── THE INPUT ──

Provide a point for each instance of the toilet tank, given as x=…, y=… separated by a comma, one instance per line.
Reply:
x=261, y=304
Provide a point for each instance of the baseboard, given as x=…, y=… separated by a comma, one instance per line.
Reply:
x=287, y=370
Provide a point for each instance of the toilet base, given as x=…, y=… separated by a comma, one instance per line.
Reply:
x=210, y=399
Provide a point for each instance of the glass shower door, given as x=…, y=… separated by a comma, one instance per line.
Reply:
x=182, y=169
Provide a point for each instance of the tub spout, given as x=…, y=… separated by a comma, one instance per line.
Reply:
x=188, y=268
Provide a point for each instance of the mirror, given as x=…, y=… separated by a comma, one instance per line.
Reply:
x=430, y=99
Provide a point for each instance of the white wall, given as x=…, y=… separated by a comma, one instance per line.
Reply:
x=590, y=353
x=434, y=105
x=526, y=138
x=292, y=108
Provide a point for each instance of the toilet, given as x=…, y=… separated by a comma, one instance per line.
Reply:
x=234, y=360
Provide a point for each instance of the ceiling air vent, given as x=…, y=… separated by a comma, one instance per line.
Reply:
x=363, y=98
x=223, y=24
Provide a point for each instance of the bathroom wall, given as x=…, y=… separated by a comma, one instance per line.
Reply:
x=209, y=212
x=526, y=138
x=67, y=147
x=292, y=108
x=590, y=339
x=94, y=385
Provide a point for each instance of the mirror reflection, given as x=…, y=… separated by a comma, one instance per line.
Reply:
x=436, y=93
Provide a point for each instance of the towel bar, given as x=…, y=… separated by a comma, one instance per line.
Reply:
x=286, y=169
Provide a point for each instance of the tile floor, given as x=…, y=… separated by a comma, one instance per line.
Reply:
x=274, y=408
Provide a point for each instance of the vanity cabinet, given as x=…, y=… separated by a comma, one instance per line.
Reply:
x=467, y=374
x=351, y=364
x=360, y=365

───
── THE INPUT ──

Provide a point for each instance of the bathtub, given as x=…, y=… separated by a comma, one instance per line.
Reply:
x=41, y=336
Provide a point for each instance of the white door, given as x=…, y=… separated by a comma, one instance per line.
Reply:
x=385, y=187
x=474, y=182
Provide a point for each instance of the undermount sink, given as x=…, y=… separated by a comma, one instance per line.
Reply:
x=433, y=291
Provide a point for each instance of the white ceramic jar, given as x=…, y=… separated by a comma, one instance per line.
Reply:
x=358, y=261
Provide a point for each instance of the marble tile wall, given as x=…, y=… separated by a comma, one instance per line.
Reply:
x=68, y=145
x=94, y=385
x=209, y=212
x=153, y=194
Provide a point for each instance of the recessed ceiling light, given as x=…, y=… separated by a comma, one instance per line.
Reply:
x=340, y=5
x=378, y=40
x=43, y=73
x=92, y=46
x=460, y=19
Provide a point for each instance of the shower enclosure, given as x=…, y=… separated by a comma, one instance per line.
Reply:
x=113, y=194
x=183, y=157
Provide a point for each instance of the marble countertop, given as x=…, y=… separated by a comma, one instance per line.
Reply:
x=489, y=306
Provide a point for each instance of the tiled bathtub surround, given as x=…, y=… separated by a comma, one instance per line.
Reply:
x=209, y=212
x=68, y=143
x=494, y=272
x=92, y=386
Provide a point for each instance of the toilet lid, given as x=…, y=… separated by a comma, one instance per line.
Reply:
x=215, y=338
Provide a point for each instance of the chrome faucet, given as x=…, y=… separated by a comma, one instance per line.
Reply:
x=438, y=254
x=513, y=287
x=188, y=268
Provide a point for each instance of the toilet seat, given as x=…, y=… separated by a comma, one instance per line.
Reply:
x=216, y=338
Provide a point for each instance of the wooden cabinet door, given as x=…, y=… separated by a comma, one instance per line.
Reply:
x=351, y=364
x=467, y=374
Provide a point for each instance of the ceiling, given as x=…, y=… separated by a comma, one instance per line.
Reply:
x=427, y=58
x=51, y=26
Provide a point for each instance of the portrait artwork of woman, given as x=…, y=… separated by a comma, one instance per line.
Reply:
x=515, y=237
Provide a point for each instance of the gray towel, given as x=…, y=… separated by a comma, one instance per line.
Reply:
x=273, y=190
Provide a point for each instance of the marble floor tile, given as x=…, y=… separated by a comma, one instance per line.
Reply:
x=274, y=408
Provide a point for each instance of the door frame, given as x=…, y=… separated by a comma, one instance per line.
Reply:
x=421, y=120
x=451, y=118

───
── THE INPUT ──

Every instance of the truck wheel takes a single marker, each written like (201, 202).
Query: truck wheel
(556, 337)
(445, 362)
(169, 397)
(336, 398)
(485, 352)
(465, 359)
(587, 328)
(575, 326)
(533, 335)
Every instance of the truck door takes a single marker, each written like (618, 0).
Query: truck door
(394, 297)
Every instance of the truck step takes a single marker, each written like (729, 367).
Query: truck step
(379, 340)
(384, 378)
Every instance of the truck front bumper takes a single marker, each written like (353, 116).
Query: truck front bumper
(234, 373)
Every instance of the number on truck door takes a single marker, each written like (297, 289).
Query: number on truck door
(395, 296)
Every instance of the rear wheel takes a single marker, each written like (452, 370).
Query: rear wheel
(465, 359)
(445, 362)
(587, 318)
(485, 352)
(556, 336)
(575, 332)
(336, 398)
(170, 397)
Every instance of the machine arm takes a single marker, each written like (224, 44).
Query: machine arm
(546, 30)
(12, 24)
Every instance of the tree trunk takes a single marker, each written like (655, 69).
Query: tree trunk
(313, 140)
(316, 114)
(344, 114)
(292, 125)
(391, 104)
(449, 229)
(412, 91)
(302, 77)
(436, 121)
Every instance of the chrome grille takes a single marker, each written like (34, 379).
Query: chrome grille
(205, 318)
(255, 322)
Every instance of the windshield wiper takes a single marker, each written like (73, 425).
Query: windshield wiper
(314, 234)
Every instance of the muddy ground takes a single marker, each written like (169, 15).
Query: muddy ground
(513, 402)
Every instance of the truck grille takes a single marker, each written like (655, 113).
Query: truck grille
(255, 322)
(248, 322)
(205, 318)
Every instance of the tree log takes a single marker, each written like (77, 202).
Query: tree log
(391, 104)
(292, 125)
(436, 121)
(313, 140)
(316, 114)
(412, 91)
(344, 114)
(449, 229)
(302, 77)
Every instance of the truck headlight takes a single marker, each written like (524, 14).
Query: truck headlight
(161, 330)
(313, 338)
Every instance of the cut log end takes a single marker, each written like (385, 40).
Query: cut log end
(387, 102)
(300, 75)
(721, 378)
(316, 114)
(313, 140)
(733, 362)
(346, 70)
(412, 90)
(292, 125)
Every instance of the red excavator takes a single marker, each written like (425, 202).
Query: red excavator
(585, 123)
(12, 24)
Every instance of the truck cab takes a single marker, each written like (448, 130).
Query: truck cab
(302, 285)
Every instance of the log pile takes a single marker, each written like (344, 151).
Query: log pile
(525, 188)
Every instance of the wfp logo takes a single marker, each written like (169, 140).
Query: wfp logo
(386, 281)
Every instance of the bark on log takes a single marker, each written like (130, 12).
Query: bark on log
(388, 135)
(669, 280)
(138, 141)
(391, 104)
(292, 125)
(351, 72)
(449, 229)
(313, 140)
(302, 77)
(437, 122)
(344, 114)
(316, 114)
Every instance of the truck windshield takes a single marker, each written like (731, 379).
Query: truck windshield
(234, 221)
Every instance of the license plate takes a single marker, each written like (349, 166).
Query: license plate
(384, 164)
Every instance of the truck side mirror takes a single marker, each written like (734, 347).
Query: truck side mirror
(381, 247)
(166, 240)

───

_CHALLENGE:_
Copy out, word for word, everything from the line containing "Provide a point for each instance of the white wall, given" down to the line containing "x=360, y=365", with both of those lines included.

_WORKED ANSWER:_
Provide a point for each instance of the white wall, given as x=…, y=… separated by a comma, one instance per line.
Reply:
x=590, y=353
x=434, y=105
x=526, y=138
x=292, y=108
Provide a point for each instance of the toilet, given as x=…, y=… separated by a comma, one instance per line.
Reply:
x=234, y=360
Provide a point for each instance of the ceiling air vent, given as x=…, y=… separated by a comma, one instance per line.
Reply:
x=363, y=98
x=223, y=24
Provide a point for each instance of the bathroom wall, given as x=…, y=… separated by a comma, one instance per line.
Reply:
x=209, y=212
x=526, y=138
x=67, y=147
x=292, y=108
x=590, y=339
x=94, y=385
Provide a point for each instance of the mirror reflection, given as x=…, y=… separated by a comma, one instance per line.
Reply:
x=436, y=93
Provide a point for each instance of the towel bar, given as x=…, y=… separated by a comma, one instance per line.
Reply:
x=286, y=169
Provide a point for each instance of the tile floor, given as x=…, y=… separated by a comma, one instance per line.
Reply:
x=274, y=408
Provide a point for each instance of the vanity cabinet, given as x=…, y=… separated by a comma, one instance per line.
Reply:
x=467, y=374
x=351, y=364
x=360, y=365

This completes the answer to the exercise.